- _DOCUMENT PASSAGE_
Begin

The Soviet Union, with vast natural resources, territorial possessions spanning almost the entire northern landmass of Eurasia and technologically innovative workforce, stood the ground despite waging the over 70-year Cold War from 1917 to 1991 against the neocolonial powers.

With the vast oil and gas reserves, Russia and several former constituent republics of the Soviet Union, including Kazakhstan, Turkmenistan and Azerbaijan, are the top exporters of energy to the industrialized world alongside the Gulf States. Without the Russian natural gas, European would freeze to death in harsh winters, or as Putin facetiously quipped: “They’d soon be gathering firewood to keep themselves warm.”

Even if Russia dismantled its cutting-edge industrial sector on a whim and stopped producing value-added goods, the exportable raw materials produced in the Eurasian behemoth would be enough to sustain the population for many centuries. Recently announced economic sanctions on Russia and halting the certification of Nord Stream 2 is going to hurt Washington’s European allies more than having any marked effect on Russia’s thriving economy.

End

- _TASK REQUIREMENTS_
1. Answer these from the passage about Russia's natural resources:
(a) Which three former constituent republics of the Soviet Union does it name alongside Russia as top energy exporters?
(b) Between which two years does it say the Cold War was waged?
(c) Which pipeline's certification does it say was halted?
2. In the passage about Russia's natural resources, reproduce everything from "With the vast" down to "Russia’s thriving economy.".

- _ENTRIES SUPPLIED_

Begin

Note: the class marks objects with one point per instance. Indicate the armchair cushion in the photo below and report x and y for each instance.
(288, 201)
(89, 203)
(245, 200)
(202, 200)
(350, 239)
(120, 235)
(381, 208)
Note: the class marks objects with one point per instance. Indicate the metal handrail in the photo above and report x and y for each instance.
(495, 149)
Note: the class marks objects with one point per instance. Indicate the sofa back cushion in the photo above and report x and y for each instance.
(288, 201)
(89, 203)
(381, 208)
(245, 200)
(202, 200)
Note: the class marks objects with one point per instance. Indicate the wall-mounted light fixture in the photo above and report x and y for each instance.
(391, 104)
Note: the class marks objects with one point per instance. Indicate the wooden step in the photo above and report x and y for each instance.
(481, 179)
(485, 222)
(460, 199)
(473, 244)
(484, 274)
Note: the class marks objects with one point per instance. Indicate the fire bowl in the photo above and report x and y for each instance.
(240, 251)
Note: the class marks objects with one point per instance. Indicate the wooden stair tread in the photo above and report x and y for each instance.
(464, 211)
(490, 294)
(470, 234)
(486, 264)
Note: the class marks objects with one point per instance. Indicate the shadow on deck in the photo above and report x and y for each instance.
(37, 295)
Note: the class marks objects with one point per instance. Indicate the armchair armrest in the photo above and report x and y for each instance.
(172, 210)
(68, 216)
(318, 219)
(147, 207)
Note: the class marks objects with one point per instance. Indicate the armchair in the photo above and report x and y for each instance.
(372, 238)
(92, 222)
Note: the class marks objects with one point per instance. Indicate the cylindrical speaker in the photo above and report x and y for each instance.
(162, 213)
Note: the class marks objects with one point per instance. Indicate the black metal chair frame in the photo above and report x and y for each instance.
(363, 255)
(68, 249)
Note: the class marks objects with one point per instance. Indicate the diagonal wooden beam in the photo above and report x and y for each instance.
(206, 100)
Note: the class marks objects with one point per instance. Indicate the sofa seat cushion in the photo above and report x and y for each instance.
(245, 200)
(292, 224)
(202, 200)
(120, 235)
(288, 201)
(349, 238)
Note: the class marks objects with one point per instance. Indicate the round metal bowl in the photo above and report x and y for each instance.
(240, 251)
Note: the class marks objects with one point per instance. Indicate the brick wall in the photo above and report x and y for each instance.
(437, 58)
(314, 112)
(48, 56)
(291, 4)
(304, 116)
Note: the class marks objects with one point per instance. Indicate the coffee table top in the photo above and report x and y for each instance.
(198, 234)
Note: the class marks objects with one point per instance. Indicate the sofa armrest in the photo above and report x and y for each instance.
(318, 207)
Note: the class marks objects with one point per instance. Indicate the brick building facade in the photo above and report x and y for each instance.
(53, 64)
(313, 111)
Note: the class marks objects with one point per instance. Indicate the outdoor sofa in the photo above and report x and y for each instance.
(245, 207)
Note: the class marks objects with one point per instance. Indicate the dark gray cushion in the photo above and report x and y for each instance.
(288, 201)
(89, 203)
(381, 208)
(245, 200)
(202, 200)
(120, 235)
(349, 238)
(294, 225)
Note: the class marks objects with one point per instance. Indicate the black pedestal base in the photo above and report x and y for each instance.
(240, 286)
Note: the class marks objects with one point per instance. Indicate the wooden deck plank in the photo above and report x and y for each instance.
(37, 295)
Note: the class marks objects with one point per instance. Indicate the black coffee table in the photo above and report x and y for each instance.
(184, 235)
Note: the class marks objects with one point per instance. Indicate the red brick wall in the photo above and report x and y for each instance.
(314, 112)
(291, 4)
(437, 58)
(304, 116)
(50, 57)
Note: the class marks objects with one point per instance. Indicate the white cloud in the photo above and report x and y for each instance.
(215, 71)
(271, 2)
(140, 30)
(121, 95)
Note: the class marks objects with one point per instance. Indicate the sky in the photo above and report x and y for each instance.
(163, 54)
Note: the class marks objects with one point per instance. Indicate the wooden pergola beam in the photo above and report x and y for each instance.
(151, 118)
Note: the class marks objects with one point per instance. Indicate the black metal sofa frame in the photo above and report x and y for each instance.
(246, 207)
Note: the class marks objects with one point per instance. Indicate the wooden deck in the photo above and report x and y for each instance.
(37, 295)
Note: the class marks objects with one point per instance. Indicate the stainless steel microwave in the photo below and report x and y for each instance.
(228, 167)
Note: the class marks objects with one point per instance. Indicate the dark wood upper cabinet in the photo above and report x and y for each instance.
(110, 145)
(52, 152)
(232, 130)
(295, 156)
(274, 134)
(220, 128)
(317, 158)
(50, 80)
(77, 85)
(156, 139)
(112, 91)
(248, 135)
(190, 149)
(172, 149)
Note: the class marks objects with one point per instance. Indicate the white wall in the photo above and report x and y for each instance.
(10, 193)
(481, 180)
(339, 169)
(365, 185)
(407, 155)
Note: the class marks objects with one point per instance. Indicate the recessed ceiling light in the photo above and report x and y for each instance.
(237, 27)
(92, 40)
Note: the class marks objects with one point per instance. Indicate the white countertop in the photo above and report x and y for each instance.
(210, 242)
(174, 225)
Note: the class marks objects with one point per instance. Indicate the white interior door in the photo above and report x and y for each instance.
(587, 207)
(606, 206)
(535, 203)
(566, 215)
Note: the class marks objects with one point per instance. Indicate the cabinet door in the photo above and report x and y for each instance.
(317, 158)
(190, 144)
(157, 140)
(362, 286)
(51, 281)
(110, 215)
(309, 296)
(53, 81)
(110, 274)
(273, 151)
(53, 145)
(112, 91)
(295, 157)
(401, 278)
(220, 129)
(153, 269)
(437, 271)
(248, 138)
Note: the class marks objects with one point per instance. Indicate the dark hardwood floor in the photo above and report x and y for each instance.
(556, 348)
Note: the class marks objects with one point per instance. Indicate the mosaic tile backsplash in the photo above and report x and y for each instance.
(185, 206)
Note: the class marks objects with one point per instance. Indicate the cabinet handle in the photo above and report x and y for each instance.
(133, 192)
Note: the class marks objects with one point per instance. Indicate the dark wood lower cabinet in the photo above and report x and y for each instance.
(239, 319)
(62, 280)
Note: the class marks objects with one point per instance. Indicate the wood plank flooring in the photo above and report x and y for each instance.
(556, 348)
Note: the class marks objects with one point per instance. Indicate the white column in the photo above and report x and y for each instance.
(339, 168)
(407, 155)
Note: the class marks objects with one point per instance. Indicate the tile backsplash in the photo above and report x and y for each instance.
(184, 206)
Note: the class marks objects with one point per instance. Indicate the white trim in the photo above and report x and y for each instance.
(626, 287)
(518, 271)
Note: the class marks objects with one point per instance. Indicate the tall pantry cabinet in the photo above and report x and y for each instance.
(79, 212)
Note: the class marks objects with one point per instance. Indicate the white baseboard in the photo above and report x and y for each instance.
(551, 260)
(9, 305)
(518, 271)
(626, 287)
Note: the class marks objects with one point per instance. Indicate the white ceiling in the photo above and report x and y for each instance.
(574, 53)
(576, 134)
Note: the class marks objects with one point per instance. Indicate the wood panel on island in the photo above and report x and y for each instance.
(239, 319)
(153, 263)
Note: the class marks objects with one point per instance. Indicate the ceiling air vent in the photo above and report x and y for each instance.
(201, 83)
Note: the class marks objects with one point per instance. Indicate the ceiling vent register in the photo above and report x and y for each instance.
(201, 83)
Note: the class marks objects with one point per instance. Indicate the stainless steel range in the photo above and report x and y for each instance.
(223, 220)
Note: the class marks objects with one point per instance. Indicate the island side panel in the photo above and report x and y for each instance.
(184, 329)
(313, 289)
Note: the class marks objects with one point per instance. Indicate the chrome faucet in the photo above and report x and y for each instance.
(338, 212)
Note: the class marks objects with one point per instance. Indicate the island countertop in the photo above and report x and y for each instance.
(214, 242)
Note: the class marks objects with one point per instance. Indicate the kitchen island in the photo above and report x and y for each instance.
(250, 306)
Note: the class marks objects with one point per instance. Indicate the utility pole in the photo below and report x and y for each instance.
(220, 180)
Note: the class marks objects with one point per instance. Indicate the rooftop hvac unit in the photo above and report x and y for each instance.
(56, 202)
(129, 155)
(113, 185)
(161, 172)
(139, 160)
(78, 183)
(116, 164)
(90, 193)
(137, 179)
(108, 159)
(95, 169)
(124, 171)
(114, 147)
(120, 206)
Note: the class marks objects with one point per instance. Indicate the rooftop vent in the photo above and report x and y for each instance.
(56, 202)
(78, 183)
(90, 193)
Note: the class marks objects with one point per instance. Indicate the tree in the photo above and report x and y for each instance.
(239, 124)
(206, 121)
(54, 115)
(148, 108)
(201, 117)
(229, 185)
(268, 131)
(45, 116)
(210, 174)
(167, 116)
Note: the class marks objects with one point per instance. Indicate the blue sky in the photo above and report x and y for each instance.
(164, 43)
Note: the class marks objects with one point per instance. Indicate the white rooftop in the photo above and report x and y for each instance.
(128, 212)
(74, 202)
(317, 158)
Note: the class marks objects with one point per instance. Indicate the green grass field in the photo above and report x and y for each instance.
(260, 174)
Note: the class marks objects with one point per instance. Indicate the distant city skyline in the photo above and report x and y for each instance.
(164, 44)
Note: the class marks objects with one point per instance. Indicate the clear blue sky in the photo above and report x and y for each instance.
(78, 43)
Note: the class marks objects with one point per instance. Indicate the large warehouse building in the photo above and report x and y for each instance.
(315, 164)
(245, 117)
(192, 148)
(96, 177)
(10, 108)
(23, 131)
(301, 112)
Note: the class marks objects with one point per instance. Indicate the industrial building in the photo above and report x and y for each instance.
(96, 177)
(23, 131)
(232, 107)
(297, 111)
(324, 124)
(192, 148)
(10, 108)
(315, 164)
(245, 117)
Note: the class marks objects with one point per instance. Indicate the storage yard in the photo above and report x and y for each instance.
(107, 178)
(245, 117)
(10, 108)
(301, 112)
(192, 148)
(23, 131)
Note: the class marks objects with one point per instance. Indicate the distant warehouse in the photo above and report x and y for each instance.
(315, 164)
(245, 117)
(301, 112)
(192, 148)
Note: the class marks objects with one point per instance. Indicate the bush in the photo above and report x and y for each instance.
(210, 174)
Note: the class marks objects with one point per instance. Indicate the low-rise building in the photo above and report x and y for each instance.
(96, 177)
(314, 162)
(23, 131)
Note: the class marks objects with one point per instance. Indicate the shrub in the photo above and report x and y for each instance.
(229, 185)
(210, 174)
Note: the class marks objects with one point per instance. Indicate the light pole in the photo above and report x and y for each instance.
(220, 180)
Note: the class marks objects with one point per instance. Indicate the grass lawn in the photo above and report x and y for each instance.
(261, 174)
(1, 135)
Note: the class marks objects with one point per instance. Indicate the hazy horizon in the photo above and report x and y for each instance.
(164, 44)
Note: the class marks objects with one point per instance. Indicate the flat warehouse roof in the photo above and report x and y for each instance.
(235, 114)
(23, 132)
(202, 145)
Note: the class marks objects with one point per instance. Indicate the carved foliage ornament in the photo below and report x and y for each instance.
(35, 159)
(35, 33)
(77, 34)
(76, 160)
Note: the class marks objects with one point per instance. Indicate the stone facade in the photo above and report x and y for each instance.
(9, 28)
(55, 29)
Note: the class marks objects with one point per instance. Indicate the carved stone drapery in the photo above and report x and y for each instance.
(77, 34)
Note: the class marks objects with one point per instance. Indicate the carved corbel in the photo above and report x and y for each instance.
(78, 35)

End

- _IN RESPONSE_
1.
(a) Kazakhstan, Turkmenistan and Azerbaijan
(b) 1917 and 1991
(c) Nord Stream 2

2.
With the vast oil and gas reserves, Russia and several former constituent republics of the Soviet Union, including Kazakhstan, Turkmenistan and Azerbaijan, are the top exporters of energy to the industrialized world alongside the Gulf States. Without the Russian natural gas, European would freeze to death in harsh winters, or as Putin facetiously quipped: “They’d soon be gathering firewood to keep themselves warm.”

Even if Russia dismantled its cutting-edge industrial sector on a whim and stopped producing value-added goods, the exportable raw materials produced in the Eurasian behemoth would be enough to sustain the population for many centuries. Recently announced economic sanctions on Russia and halting the certification of Nord Stream 2 is going to hurt Washington’s European allies more than having any marked effect on Russia’s thriving economy.